I think there are practices and institutions one could develop to help keep the topic in the domain of epistemics instead of politics, and there are meta-practices Alice and Bob can try to follow if they both wish for it to remain in the domain of epistemics rather than politics. But there is no special trick for it.
I think a little clearer in the comment, but I’m confused about the main post—in the case of subtle disagreements that _aren’t_ clearly wrong nor intended to mislead, why do you want a word or concept that makes people sit up in alarm? Only after you’ve identified the object-level reasoning that shows it to be both incorrect and object-important, should you examine the process-importance of why Alice is saying it (though in reality, you’re evaluating this, just like she’s evaluating yours).
The biggest confounding issue in my experience is that for deep enough models that Alice has used for a long time, her prior that Bob is the one with a problem is MUCH higher than that her model is inappropriate for this question. In exactly the same way that Bob’s beliefs are pointing to the inverse and defying introspection of true reasons for his beliefs.
If you’re finding this after a fair bit of discussion, and it’s a topic without fairly straightforward empirical resolution, you’re probably in the “agree to disagree” state (admitting that on this topic you don’t have sufficient mutual knowledge of each others’ rational beliefs to agree). And then you CERTAINLY don’t want a word that makes people “sit up in alarm”, as it’s entirely about politics which of you is deemed to be biased.

Work request 1: According to the comment on disagreement, what state are you probably in if the problem shows up after a fair bit of discussion on a topic without fairly straightforward empirical resolution?
Work request 2: Output the part of the comment on disagreement that opens with the words containing "The biggest confounding" and closes with "to be biased.".
The rows after this comment are separate material.

Data excerpts:
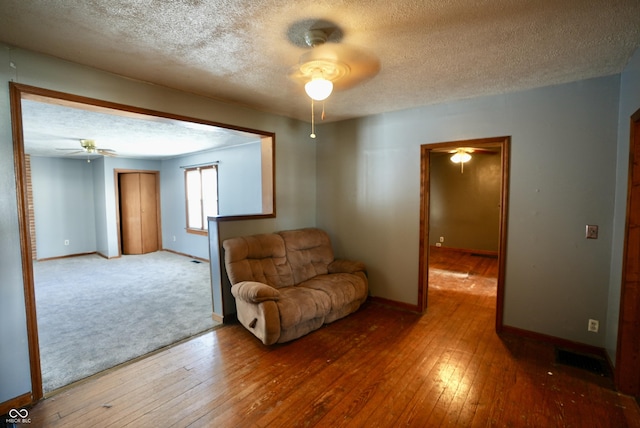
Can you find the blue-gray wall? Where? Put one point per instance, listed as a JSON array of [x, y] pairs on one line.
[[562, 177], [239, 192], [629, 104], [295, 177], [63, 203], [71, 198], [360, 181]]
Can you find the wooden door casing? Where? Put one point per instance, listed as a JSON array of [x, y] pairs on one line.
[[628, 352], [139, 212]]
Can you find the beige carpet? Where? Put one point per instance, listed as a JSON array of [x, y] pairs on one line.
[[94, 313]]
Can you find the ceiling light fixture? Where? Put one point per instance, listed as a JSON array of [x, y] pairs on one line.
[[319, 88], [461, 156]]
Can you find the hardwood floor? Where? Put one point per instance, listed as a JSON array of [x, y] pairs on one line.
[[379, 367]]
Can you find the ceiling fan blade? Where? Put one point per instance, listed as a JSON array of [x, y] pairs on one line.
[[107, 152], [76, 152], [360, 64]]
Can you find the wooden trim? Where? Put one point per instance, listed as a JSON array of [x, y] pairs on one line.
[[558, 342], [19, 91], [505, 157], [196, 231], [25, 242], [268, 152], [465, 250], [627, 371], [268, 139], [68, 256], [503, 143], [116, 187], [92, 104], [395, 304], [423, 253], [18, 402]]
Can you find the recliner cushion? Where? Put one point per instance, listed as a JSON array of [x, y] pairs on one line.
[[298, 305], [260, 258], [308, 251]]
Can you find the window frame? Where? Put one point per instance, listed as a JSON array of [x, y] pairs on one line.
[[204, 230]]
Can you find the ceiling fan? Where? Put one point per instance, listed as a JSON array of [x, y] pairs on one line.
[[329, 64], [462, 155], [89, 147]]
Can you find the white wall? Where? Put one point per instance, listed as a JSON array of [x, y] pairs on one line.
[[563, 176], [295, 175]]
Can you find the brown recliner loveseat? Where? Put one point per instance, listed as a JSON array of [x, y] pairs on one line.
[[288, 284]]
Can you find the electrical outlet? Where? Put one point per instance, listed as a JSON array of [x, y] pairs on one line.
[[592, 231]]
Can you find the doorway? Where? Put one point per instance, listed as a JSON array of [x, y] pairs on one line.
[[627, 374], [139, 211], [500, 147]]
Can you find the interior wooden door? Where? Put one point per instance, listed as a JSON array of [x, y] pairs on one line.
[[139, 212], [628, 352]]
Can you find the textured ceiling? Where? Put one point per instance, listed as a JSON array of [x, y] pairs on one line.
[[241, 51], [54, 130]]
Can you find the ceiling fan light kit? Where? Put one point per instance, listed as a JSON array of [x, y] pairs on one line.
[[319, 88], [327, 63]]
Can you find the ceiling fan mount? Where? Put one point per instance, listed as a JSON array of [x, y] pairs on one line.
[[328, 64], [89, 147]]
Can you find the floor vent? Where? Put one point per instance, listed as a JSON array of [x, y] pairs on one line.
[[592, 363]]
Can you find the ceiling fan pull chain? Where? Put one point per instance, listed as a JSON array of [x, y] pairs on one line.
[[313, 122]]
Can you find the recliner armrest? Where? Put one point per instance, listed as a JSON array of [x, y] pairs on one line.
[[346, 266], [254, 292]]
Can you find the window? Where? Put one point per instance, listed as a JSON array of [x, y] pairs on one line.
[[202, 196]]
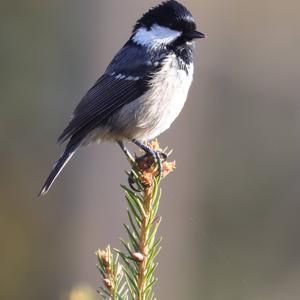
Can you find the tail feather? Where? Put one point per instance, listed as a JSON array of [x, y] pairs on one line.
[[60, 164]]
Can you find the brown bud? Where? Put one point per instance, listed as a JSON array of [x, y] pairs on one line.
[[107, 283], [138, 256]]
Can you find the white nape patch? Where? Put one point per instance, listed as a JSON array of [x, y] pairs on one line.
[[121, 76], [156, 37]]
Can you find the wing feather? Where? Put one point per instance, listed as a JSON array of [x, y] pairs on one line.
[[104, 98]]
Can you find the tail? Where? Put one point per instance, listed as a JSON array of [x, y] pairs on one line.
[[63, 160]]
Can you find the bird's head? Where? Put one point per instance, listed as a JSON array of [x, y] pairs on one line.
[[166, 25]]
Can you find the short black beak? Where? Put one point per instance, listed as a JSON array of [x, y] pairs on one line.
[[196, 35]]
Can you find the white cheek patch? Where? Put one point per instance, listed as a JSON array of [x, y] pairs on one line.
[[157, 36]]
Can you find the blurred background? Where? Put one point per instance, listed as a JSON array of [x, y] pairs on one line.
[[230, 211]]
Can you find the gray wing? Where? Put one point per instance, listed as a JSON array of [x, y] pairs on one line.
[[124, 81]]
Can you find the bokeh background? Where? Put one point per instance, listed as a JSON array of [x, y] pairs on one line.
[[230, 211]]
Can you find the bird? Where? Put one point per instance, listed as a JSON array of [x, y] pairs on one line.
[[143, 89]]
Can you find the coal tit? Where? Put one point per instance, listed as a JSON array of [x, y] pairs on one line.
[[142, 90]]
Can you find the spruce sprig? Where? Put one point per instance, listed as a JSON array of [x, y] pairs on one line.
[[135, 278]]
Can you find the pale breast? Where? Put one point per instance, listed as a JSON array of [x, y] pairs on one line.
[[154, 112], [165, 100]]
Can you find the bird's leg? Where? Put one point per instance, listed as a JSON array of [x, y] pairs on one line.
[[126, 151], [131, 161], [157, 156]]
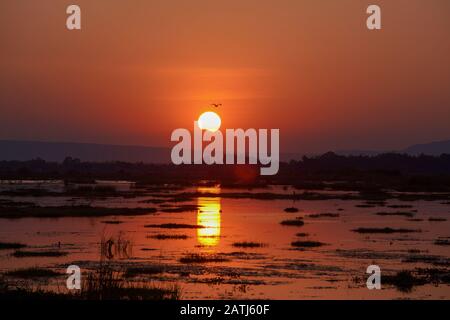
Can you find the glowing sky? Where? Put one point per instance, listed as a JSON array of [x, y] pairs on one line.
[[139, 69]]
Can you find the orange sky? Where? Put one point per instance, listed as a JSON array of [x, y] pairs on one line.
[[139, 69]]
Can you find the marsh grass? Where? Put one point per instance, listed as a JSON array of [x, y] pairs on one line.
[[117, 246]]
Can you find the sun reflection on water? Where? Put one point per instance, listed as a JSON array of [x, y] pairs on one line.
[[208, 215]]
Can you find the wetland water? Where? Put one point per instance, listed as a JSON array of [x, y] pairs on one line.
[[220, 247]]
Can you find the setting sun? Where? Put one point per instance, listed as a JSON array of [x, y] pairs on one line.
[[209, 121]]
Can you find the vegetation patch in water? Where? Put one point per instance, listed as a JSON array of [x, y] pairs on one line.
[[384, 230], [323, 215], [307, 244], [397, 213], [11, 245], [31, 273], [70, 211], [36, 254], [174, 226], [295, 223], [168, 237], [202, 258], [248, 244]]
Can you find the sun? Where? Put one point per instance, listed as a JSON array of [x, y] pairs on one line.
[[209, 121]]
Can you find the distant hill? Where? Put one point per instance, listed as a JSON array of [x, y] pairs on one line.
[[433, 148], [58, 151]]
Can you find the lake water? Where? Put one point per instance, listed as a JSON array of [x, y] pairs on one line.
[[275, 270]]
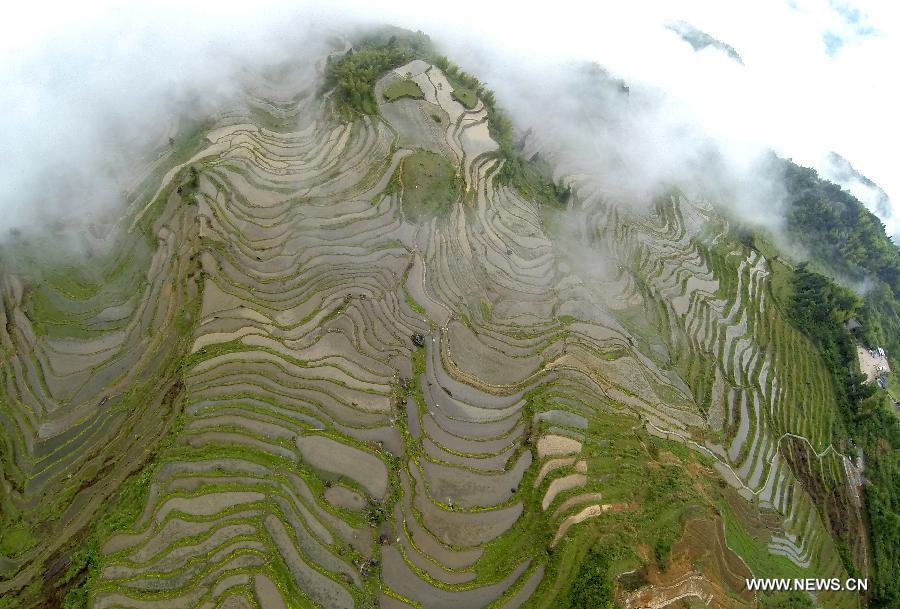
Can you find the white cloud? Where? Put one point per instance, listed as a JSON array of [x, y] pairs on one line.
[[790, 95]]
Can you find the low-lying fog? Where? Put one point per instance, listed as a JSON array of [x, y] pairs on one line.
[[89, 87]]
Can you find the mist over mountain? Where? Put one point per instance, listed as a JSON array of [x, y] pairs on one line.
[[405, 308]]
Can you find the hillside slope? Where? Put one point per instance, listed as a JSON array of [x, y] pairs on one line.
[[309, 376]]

Output 1: You are probably in the "agree to disagree" state.

Output 2:
The biggest confounding issue in my experience is that for deep enough models that Alice has used for a long time, her prior that Bob is the one with a problem is MUCH higher than that her model is inappropriate for this question. In exactly the same way that Bob’s beliefs are pointing to the inverse and defying introspection of true reasons for his beliefs.
If you’re finding this after a fair bit of discussion, and it’s a topic without fairly straightforward empirical resolution, you’re probably in the “agree to disagree” state (admitting that on this topic you don’t have sufficient mutual knowledge of each others’ rational beliefs to agree). And then you CERTAINLY don’t want a word that makes people “sit up in alarm”, as it’s entirely about politics which of you is deemed to be biased.